▸ Written exercise A
From the forum thread about the motorcycle trip, copy the passage starting at "in any case, over" and ending at "tell the truth..".
▸ Written exercise B
In the forum thread about the motorcycle trip, where will Matt Derrick's brother ride through on his way back up from Los Angeles?
▸ Written exercise C
Continue the forum thread about the motorcycle trip from its last line.
-- start Passage provided --
# A motorcycle travel blog by my brother



## Matt Derrick (Jun 26, 2014)

So my brother is currently riding his motorcycle down the 101 in California right now, and he's going to be riding back up from Los Angeles up through moab Utah. He's blogging about it here for anyone that's interested: www.travistriumph.com


----------



## drewski (Jun 26, 2014)

Another traveler in the bloodline...very nice.


----------



## creature (Jun 27, 2014)

& he has an old Triumph... good fer him!! 

looking at a '78 honda.. small bike .. just a 185.. probably vibrates like fucking hell.. but... gets about 80 mpg..
i've done the 101 with love, many times, but never on a bike..

my will for his safety goes with him...

if he needs a nail up his fucking nose, lemme know..


----------



## creature (Jun 27, 2014)

holy fuck...

it looks like he's having a *great* time...


----------



## Odin (Jun 29, 2014)

Partaking of In and out... 
Double Double and a shake.
Awesome.
I wish they would bring em further east... I miss the west coast. :')


----------



## creature (Jun 29, 2014)

mm..
i hitched & jumped to san fran way, way back.. 16.. i'd only got to see the bay briefly, though & the next jumps took me up & down, but inland.. 
the last jumps were into WA & then utah..

all of this was chance, and was only over the course of a week.. i
hopped the 1st train in kansas, got to reno, jumped again.. the yard hands were pretty cool, but they warned about the bulls.. 

in any case, over the next 8 years or so, i did about 4 trips east to west, but never made it beyond the built up areas, other than the desert..

did a shitload of hitching in the east, maine to lower florida, ohio, tenn, yadda yada, 
but it wasn't until 1995 that i got an eyefull on CA1...

blew my mind..

not long afterwords i became embroiled in a fight with new york state, & *personally* dragged some bureaucratic asses through the fucking courts kicking & screaming.. 
nothing so satisfying as watching an asshole ex-boss nearly have a nervous breakdown, because he is *forced* to tell the truth..
(97-civ 8565 MGC, P**** vs. the NYS DOT.. the case number may be fucked, but i really don't care, anymore..)

soooo... 
dad keeled over kind of slowly, & in 2005 i hit the road again..

dealing with the state as a pro se litigant was a little stint that cost 8 years..
lots of anger, lots of hate & a choice to either throw it away, or continue to feed it to *other* bureaucratic strangers, 
who knew nothing about me, except that i spoke the truth, 
& they were being paid, clearly, to defend at least mediocrity & the wrong, and were probably too weak or too fucking disinterested in 
anything of real importance to see how evil that actually is..

so, having actually *won*, because at the last all they were speaking were demonstrable lies, i said "fuck it. it isn't worth any more hate", 
took care of stuff on the family end

& fucking went..
-- end Passage provided --
-- start Data shown --
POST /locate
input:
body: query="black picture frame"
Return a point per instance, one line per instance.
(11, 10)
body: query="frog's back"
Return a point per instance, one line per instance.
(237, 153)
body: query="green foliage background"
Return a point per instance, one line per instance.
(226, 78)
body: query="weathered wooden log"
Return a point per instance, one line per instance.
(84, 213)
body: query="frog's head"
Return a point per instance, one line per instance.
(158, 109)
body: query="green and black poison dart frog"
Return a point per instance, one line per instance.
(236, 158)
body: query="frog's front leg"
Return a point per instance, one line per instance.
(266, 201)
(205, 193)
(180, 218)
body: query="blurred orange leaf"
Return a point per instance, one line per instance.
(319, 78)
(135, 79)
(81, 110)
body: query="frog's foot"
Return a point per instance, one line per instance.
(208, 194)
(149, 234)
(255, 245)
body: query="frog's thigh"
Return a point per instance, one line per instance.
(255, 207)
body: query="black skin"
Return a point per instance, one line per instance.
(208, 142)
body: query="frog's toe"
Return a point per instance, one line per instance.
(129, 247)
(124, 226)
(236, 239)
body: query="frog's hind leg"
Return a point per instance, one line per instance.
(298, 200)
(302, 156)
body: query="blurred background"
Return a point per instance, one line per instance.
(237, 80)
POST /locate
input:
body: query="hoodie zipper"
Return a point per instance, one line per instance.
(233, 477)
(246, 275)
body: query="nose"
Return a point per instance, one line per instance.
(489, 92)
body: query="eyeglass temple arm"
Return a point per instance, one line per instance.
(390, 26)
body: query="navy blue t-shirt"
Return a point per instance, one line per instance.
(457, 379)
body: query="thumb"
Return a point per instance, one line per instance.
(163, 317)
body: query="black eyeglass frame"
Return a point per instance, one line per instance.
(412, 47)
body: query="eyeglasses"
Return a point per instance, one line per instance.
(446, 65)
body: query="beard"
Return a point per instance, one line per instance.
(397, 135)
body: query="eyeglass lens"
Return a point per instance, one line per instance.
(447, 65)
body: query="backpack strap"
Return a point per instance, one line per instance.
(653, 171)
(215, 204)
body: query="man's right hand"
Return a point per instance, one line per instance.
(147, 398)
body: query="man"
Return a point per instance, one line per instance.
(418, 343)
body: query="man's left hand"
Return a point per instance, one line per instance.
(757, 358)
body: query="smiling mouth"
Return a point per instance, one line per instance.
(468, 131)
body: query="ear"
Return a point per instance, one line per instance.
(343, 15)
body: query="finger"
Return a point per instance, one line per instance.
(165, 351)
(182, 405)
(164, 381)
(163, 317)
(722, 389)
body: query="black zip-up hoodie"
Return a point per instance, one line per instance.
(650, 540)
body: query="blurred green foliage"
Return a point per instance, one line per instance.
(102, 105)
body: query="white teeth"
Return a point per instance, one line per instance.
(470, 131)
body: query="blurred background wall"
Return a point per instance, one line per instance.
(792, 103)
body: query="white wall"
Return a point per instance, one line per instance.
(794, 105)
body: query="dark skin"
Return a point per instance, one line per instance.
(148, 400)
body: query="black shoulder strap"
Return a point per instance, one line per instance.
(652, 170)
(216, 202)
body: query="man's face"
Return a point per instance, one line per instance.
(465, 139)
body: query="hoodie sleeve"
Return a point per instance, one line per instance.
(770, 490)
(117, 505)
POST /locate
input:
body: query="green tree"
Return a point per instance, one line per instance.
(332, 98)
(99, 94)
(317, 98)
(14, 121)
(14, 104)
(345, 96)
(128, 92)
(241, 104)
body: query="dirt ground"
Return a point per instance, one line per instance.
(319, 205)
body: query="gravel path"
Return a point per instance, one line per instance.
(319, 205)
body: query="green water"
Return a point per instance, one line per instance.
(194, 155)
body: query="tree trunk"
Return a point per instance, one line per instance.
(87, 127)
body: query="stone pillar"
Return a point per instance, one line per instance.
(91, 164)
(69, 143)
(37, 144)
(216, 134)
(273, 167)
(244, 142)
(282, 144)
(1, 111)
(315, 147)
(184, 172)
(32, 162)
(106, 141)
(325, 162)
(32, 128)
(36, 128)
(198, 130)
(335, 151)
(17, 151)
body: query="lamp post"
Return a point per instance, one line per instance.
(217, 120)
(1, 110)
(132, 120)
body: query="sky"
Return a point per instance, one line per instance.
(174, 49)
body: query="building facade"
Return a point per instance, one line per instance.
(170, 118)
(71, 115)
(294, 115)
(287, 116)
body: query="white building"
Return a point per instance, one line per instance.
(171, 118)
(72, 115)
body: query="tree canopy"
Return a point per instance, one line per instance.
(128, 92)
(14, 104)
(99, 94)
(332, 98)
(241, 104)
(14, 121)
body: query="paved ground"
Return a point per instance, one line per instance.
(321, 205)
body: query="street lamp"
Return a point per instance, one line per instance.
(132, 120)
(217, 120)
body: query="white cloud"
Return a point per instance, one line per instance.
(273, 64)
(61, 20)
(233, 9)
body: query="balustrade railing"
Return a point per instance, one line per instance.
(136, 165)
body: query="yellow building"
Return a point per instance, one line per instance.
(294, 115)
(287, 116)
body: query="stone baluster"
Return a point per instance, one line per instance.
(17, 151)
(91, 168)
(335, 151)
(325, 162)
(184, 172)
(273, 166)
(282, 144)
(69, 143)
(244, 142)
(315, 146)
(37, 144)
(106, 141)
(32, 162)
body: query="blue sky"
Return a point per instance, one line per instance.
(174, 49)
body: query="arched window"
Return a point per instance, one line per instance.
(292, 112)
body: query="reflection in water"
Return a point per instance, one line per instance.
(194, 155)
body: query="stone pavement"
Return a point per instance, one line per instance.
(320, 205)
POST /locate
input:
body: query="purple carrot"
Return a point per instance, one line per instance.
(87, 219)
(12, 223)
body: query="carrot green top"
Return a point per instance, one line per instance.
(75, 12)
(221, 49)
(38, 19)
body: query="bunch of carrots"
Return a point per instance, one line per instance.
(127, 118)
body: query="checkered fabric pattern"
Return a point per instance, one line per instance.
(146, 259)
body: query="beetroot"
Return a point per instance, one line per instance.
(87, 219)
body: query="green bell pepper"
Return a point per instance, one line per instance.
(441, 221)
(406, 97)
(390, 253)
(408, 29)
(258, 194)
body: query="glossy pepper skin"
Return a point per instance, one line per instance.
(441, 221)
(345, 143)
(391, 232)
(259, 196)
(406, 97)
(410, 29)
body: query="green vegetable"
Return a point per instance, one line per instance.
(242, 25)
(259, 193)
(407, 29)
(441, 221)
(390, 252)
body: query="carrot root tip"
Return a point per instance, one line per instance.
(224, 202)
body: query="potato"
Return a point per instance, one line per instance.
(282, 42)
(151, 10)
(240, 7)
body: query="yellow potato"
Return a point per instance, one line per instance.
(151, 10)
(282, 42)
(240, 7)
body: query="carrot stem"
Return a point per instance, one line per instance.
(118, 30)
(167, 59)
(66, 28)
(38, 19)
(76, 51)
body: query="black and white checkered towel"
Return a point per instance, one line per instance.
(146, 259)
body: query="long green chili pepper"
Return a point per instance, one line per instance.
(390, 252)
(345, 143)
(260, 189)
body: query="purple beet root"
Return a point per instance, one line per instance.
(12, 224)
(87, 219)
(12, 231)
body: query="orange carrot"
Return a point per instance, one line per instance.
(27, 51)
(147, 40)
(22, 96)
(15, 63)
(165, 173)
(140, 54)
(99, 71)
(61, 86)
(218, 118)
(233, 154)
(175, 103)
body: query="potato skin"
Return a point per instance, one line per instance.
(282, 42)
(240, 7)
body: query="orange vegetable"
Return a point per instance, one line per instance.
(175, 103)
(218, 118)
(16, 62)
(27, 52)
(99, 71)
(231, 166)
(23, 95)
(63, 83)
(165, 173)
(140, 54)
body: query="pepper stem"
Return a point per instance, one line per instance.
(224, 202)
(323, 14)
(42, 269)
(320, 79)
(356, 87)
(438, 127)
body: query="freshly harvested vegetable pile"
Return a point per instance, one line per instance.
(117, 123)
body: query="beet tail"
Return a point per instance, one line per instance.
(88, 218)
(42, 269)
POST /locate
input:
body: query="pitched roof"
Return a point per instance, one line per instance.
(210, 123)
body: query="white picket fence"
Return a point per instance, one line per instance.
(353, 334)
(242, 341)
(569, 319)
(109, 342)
-- end Data shown --
▸ Answer A
in any case, over the next 8 years or so, i did about 4 trips east to west, but never made it beyond the built up areas, other than the desert..

did a shitload of hitching in the east, maine to lower florida, ohio, tenn, yadda yada, 
but it wasn't until 1995 that i got an eyefull on CA1...

blew my mind..

not long afterwords i became embroiled in a fight with new york state, & *personally* dragged some bureaucratic asses through the fucking courts kicking & screaming.. 
nothing so satisfying as watching an asshole ex-boss nearly have a nervous breakdown, because he is *forced* to tell the truth..

▸ Answer B
He will ride back up through Moab, Utah.

▸ Answer C
katrina had passed, so i went down to a rainbow hippy relief camp with some folks who were volunteering..
that camp peaked at serving 3,000 meals a day to anyone who asked.. 
super good food, too.. mostly natural, a hell of a lot of organic, & no forced ideology on anyone.. 

waveland missisippi got hit by the eye, but nola was the flooded city..

fuck.. the fucking feds were so fucking slow getting into new orleans, that the cops *asked* rainbow to set up their camp..

2 buses, just to *start*, filled with kitchen gear & food, ***kicked out*** of new orleans by the red cross & fema, because they weren't "official"..
& yet? when the feds & the red cross finally made it to waveland?
they looked at how fucking organized & functional shit was, & said "wow. we're going to use your camp area as our base of operations.."

now ***that*** is fucking irony..

sooo... onward to the west coast..

the cliffs..

the ocean...


the places where you can still feel the animal you are...


i found everything i wanted.. 

except my friends & family were back east.. couldn't leave.. not just then..

did some other stuff.. the bahamas (the real Bahamas.. not the nassau/disney shit)..

some canada..
those fuckers are just as fucked up as we are.. at least the ones that *are* fucked up...

almost got to africa, but the shithead i trusted probably would have left me to be bloodlet, so i guess it was good i dinna make it..

& about another 4 trips west & up & down the coast &.. blah blah blah..

but never on a fucking bike, Bowser..
& never on a godammned Triumph...


you are the fucking ruler, at the moment, sir.

there are "5 guys" out east.. about as good as In&Out, but no drive throughs, that i know..

i almost wonder if they aren't kind of associated.. they really are pretty fucking similar..

remember the godammned prickly pear fruit!!!
you should know about them.. use gloves & or singe 'em..

i have to make a choice..
work my ass off & head out later, or say "fuck it", & do it now..

if i hold on to sept 21, i'll be in pretty good shape..

thought there would be some real interest in the boat gig, but it's starting to smell like a fart, unless proven otherwise..
if you need work, ND is the place, momentarily.
if you can pass a piss test & a background test, you could probably get a job as an engineering/surveyor's assistant, with a place to live, probably for free.
if not, you probably can *still* find work..

i'm taking my $$$ & not only heading back to the coast, but will probably blow it on yet one more idiotic attempt to change the world..

the way to really, really, really piss off people who are in charge, is to begin a change they can do *nothing* about..
unless they do evil shit.. but..
even then?

change is fucking stronger than evil..
in any case, good luck on your trip...

i envy the wind you have
& am happy for you that you have it..

if you meet captain Sanjo, or Starship Riptide, of fae Ten, or alex the Troll Elf, let me know...
they were good friends...

may you find many nights with stars & peace & wine

& friends you will love,
but may never see again...

*


----------



## creature (Jun 30, 2014)

Just went through yer whole blog.. sans videos, since i dun have flash, but the pics are freaking great..

dunno where you are, but north of santa cruz, if yer aeound there, before half moon bay, heading north, look for "canyon road".. 
found it by wandering, but ask yer gps...
it's a long ass dead-end road, but there are some fucking trees down there that are *awesome*.. a real quiet area, too..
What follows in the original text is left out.